Could you retype the entries below exactly, omitting every picture?

# Record extracts:
◇ ◇ ◇ ◇
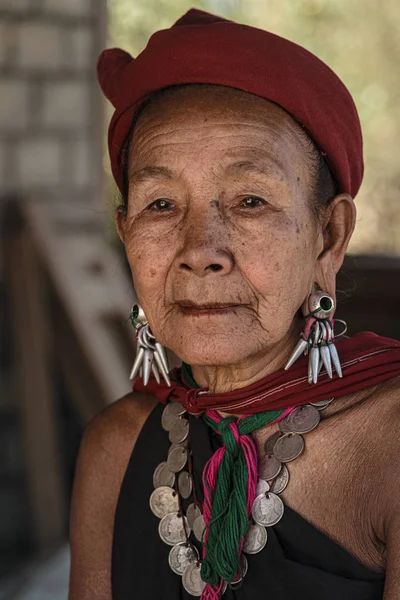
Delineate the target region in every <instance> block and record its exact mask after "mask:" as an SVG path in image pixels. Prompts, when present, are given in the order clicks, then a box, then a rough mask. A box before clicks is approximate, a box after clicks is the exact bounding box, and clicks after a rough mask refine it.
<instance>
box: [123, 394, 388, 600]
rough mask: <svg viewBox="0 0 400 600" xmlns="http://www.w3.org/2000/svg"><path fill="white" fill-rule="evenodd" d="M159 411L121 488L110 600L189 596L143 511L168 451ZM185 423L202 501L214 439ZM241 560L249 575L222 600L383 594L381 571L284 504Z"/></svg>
mask: <svg viewBox="0 0 400 600" xmlns="http://www.w3.org/2000/svg"><path fill="white" fill-rule="evenodd" d="M163 408H164V406H163V405H162V404H158V405H157V406H156V407H155V408H154V409H153V411H152V413H151V414H150V415H149V417H148V419H147V421H146V423H145V424H144V427H143V429H142V431H141V433H140V435H139V437H138V439H137V442H136V445H135V447H134V449H133V452H132V455H131V458H130V461H129V464H128V467H127V470H126V473H125V477H124V480H123V483H122V486H121V490H120V494H119V499H118V503H117V508H116V514H115V523H114V538H113V548H112V597H113V600H178V599H184V600H190V599H191V598H193V596H190V595H189V594H188V593H187V592H186V591H185V589H184V588H183V586H182V578H181V577H180V576H179V575H176V574H175V573H174V572H173V571H172V570H171V569H170V567H169V564H168V554H169V551H170V549H171V546H168V545H167V544H165V543H164V542H163V541H162V540H161V538H160V537H159V535H158V524H159V519H158V518H157V517H156V516H154V515H153V513H152V512H151V510H150V506H149V498H150V494H151V492H152V491H153V489H154V488H153V472H154V469H155V468H156V467H157V465H158V464H159V463H160V462H162V461H164V460H166V458H167V454H168V448H169V445H170V442H169V439H168V433H167V432H166V431H164V430H163V429H162V427H161V413H162V411H163ZM189 422H190V432H189V436H190V445H191V448H192V456H193V475H194V482H195V486H196V493H197V495H198V497H199V500H201V501H202V500H203V497H202V486H201V473H202V470H203V467H204V465H205V463H206V461H207V460H208V459H209V458H210V457H211V455H212V454H213V453H214V452H215V450H216V449H217V448H218V447H219V446H220V440H219V436H218V435H217V434H215V433H214V432H213V431H212V430H211V429H210V428H209V427H208V426H207V425H206V423H204V421H203V420H202V419H198V418H195V417H193V416H191V415H189ZM289 485H290V482H289ZM185 502H191V499H189V501H185ZM185 506H187V504H185ZM200 555H201V553H200ZM246 557H247V560H248V573H247V575H246V576H245V578H244V580H243V584H242V586H241V587H240V588H239V589H236V590H235V591H233V590H231V589H230V588H229V587H228V589H227V591H226V592H225V594H224V595H223V599H224V600H233V599H235V600H245V599H246V600H250V599H251V600H253V599H259V598H260V599H261V598H266V599H271V598H276V599H277V600H381V599H382V596H383V586H384V575H383V574H382V573H377V572H375V571H372V570H370V569H368V568H367V567H366V566H364V565H363V564H362V563H360V562H359V561H358V560H357V559H356V558H355V557H353V556H352V555H351V554H350V553H349V552H348V551H347V550H345V549H344V548H342V547H341V546H340V545H338V544H337V543H336V542H334V541H333V540H332V539H330V538H329V537H328V536H327V535H325V534H324V533H322V532H321V531H319V530H318V529H316V528H315V527H313V526H312V525H311V524H310V523H309V522H308V521H307V520H305V519H304V518H303V517H301V516H300V515H299V514H298V513H296V512H295V511H293V510H292V509H290V508H289V507H288V506H285V513H284V515H283V517H282V519H281V520H280V521H279V523H278V524H277V525H275V526H274V527H268V541H267V544H266V546H265V547H264V549H263V550H261V552H259V553H258V554H253V555H247V556H246Z"/></svg>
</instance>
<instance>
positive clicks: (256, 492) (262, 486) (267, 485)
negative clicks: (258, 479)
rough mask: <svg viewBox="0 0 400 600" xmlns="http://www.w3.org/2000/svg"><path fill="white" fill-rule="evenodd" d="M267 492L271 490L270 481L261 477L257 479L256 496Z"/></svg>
mask: <svg viewBox="0 0 400 600" xmlns="http://www.w3.org/2000/svg"><path fill="white" fill-rule="evenodd" d="M265 492H269V483H268V481H264V479H259V480H258V481H257V488H256V498H257V496H259V495H260V494H265Z"/></svg>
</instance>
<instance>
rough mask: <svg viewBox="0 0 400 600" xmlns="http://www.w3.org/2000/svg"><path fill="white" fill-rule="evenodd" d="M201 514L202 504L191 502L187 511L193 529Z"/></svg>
mask: <svg viewBox="0 0 400 600" xmlns="http://www.w3.org/2000/svg"><path fill="white" fill-rule="evenodd" d="M199 515H201V510H200V506H198V505H197V504H194V502H192V503H191V504H189V506H188V507H187V511H186V518H187V520H188V523H189V527H190V529H193V526H194V522H195V520H196V519H197V517H198V516H199Z"/></svg>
◇ ◇ ◇ ◇
# Answer below:
Delineate the target region in every <instance> block and record its exact mask after "mask:" as an SVG path in image pixels. Prompts, when present, are given in the order clicks, then a box, then a rough mask. A box before clicks is approximate, a box after clicks is the exact bounding box, and clicks after a rough mask refine it.
<instance>
box: [123, 394, 388, 600]
rough mask: <svg viewBox="0 0 400 600" xmlns="http://www.w3.org/2000/svg"><path fill="white" fill-rule="evenodd" d="M159 411L121 488L110 600L189 596L143 511L168 451ZM185 423L202 501L214 439ZM241 560L249 575L222 600L383 594L381 571L284 504Z"/></svg>
mask: <svg viewBox="0 0 400 600" xmlns="http://www.w3.org/2000/svg"><path fill="white" fill-rule="evenodd" d="M163 408H164V406H163V405H162V404H158V405H157V406H156V407H155V408H154V409H153V411H152V413H151V414H150V415H149V417H148V419H147V421H146V423H145V424H144V427H143V429H142V431H141V433H140V435H139V437H138V439H137V442H136V445H135V447H134V449H133V452H132V455H131V458H130V461H129V464H128V467H127V470H126V473H125V477H124V480H123V483H122V486H121V490H120V494H119V499H118V503H117V508H116V514H115V523H114V538H113V548H112V597H113V600H178V599H184V600H190V599H191V598H193V596H190V595H189V594H188V593H187V592H186V591H185V589H184V588H183V586H182V578H181V577H180V576H179V575H176V574H175V573H174V572H173V571H172V570H171V569H170V567H169V564H168V554H169V551H170V549H171V546H168V545H167V544H165V543H164V542H163V541H162V540H161V538H160V537H159V535H158V524H159V519H158V518H157V517H156V516H154V515H153V513H152V512H151V510H150V506H149V498H150V494H151V492H152V491H153V489H154V488H153V472H154V469H155V468H156V467H157V465H158V464H159V463H160V462H162V461H164V460H166V458H167V454H168V448H169V445H170V442H169V439H168V433H167V432H166V431H164V430H163V429H162V427H161V413H162V411H163ZM189 422H190V432H189V436H190V445H191V448H192V456H193V475H194V482H195V486H196V493H197V495H198V497H199V500H201V501H202V500H203V497H202V486H201V473H202V470H203V467H204V465H205V463H206V461H207V460H208V459H209V458H210V457H211V455H212V454H213V453H214V452H215V450H216V449H217V448H218V447H219V446H220V440H219V436H218V435H217V434H215V433H214V432H213V431H212V430H211V429H210V428H209V427H208V426H207V425H206V423H204V421H203V420H202V419H198V418H195V417H193V416H191V415H189ZM289 485H290V482H289ZM185 502H191V499H189V501H185ZM185 506H187V504H185ZM200 555H201V553H200ZM246 557H247V560H248V573H247V575H246V576H245V578H244V580H243V584H242V586H241V587H240V588H239V589H236V590H235V591H233V590H231V589H230V588H229V587H228V589H227V591H226V592H225V594H224V595H223V599H224V600H233V599H235V600H245V599H246V600H250V599H251V600H253V599H259V598H260V599H261V598H266V599H271V598H276V599H277V600H381V599H382V596H383V586H384V575H383V574H382V573H377V572H375V571H372V570H370V569H368V568H367V567H366V566H364V565H363V564H362V563H360V562H359V561H358V560H357V559H356V558H355V557H353V556H352V555H351V554H350V553H349V552H348V551H347V550H345V549H344V548H342V547H341V546H340V545H338V544H337V543H336V542H334V541H333V540H332V539H330V538H329V537H328V536H327V535H325V534H324V533H322V532H321V531H319V530H318V529H316V528H315V527H313V526H312V525H311V524H310V523H309V522H308V521H307V520H305V519H304V518H303V517H301V516H300V515H299V514H298V513H296V512H295V511H293V510H292V509H290V508H289V507H288V506H285V513H284V515H283V517H282V519H281V520H280V521H279V523H278V524H277V525H275V526H274V527H268V541H267V544H266V546H265V547H264V549H263V550H261V552H259V553H258V554H253V555H247V556H246Z"/></svg>
</instance>
<instance>
positive clicks: (256, 492) (262, 486) (267, 485)
negative clicks: (258, 479)
rough mask: <svg viewBox="0 0 400 600" xmlns="http://www.w3.org/2000/svg"><path fill="white" fill-rule="evenodd" d="M267 492L271 490L270 481L261 477L257 479L256 496Z"/></svg>
mask: <svg viewBox="0 0 400 600" xmlns="http://www.w3.org/2000/svg"><path fill="white" fill-rule="evenodd" d="M265 492H269V483H268V481H264V479H259V480H258V481H257V488H256V498H257V496H259V495H260V494H265Z"/></svg>
</instance>
<instance>
rough mask: <svg viewBox="0 0 400 600" xmlns="http://www.w3.org/2000/svg"><path fill="white" fill-rule="evenodd" d="M201 514L202 504L191 502L187 511L193 529Z"/></svg>
mask: <svg viewBox="0 0 400 600" xmlns="http://www.w3.org/2000/svg"><path fill="white" fill-rule="evenodd" d="M199 515H201V510H200V506H198V505H197V504H194V502H192V503H191V504H189V506H188V507H187V511H186V518H187V520H188V523H189V527H190V529H193V526H194V522H195V520H196V519H197V517H198V516H199Z"/></svg>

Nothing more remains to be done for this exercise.